# BRIEF 1
Translate into Spanish this sentence from the passage on Hechler's papers: "Francois Dorais cited the paper of Stephen Hechler that (more than) completely answers the first part of the question."
# BRIEF 2
Reproduce the passage on Hechler's papers from "Francois Dorais cited" to "the second paper.".

# PROVIDED TEXT
** Begin **
Francois Dorais cited the paper of Stephen Hechler that (more than) completely answers the first part of the question. For the second part, concerning other ways to view $\mathfrak d$, two other papers of Hechler are relevant; here are the MathSciNet citations:

MR0369078 (51 #5314) Hechler, Stephen H., A dozen small uncountable cardinals. TOPO 72---general topology and its applications (Proc. Second Pittsburgh Internat. Conf., Pittsburgh, Pa., 1972; dedicated to the memory of Johannes H. de Groot), pp. 207--218. Lecture Notes in Math., Vol. 378, Springer, Berlin, 1974.

MR0380705 (52 #1602) Hechler, Stephen H., On a ubiquitous cardinal. Proc. Amer. Math. Soc. 52 (1975), 348--352.

Four (if I remember correctly) of the 12 cardinals in the first paper turn out to equal $\mathfrak d$, which is also the "ubiquitous cardinal" of the second paper.
** End **
[Image entries on named regions]
** Begin **
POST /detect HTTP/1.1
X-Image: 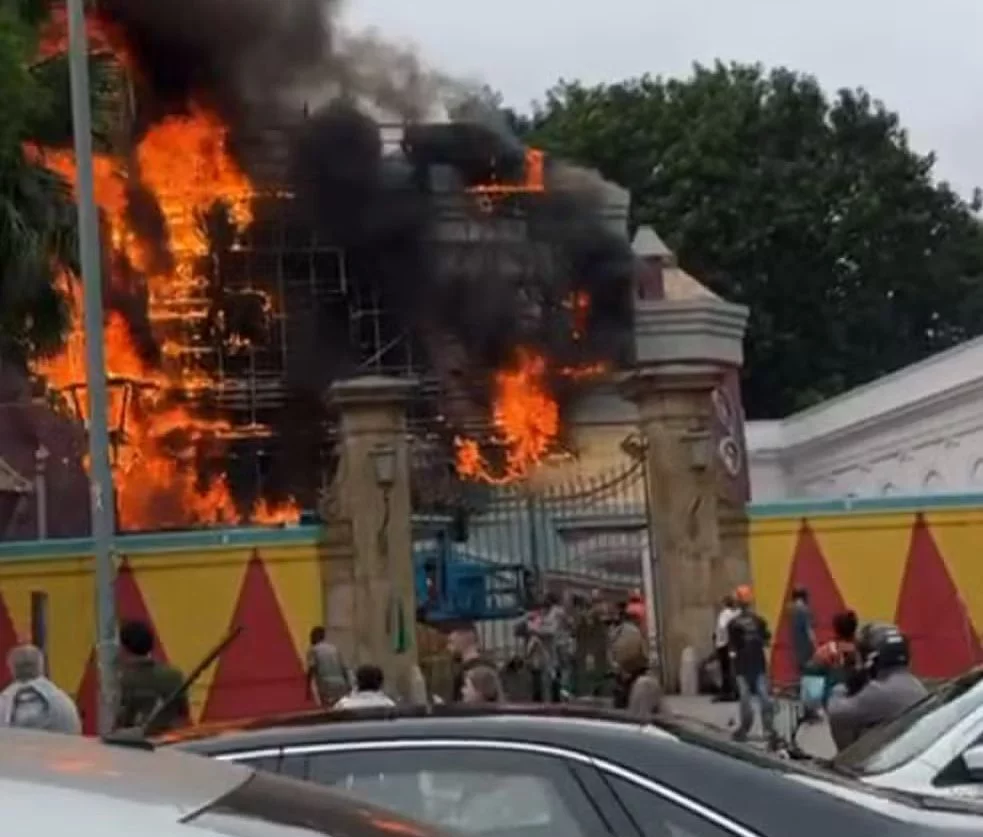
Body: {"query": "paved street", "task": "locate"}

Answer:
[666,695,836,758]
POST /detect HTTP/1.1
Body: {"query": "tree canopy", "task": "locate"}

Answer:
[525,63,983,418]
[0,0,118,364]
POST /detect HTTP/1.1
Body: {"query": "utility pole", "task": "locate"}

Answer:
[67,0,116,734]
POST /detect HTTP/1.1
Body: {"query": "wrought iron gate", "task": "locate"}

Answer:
** End **
** Begin **
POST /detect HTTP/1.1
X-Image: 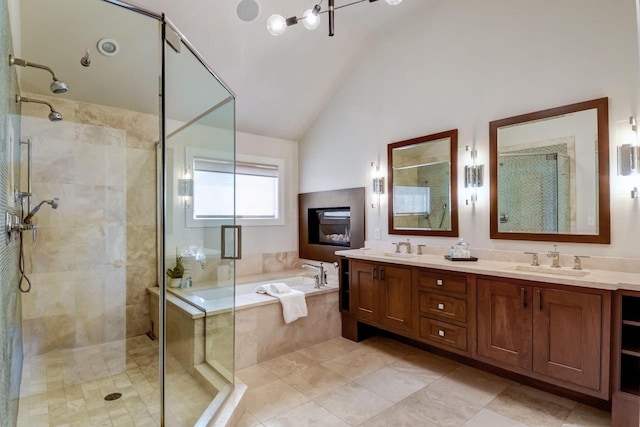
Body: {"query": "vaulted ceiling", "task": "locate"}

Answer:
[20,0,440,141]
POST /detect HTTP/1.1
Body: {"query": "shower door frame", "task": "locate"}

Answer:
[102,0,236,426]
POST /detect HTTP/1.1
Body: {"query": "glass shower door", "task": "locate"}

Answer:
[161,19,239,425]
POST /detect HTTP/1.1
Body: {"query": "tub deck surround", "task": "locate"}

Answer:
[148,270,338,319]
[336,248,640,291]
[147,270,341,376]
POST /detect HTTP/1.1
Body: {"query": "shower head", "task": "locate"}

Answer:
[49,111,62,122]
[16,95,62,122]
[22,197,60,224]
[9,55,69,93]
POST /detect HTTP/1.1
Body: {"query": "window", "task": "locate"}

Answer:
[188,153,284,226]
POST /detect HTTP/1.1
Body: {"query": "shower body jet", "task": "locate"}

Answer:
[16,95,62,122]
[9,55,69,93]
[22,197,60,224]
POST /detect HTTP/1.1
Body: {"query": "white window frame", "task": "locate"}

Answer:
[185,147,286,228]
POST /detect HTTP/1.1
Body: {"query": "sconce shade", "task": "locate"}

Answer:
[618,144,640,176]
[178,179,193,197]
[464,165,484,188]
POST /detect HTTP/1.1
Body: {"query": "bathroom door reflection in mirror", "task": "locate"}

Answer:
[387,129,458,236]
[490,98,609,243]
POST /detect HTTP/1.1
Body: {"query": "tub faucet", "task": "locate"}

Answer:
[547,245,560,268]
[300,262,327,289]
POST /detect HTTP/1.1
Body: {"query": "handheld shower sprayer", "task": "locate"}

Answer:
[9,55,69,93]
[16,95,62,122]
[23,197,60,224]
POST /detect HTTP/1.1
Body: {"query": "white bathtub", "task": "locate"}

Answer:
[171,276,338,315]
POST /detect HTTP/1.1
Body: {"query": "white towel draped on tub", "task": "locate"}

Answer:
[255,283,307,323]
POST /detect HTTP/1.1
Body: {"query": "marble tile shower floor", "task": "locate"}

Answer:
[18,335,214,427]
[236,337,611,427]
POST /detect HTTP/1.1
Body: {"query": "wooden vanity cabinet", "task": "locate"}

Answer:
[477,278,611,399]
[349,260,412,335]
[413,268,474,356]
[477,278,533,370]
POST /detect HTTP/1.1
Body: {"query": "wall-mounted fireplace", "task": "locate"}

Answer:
** End **
# WRITTEN REPLY 1
Francois Dorais citó el artículo de Stephen Hechler que responde (más que) completamente a la primera parte de la pregunta.

# WRITTEN REPLY 2
Francois Dorais cited the paper of Stephen Hechler that (more than) completely answers the first part of the question. For the second part, concerning other ways to view $\mathfrak d$, two other papers of Hechler are relevant; here are the MathSciNet citations:

MR0369078 (51 #5314) Hechler, Stephen H., A dozen small uncountable cardinals. TOPO 72---general topology and its applications (Proc. Second Pittsburgh Internat. Conf., Pittsburgh, Pa., 1972; dedicated to the memory of Johannes H. de Groot), pp. 207--218. Lecture Notes in Math., Vol. 378, Springer, Berlin, 1974.

MR0380705 (52 #1602) Hechler, Stephen H., On a ubiquitous cardinal. Proc. Amer. Math. Soc. 52 (1975), 348--352.

Four (if I remember correctly) of the 12 cardinals in the first paper turn out to equal $\mathfrak d$, which is also the "ubiquitous cardinal" of the second paper.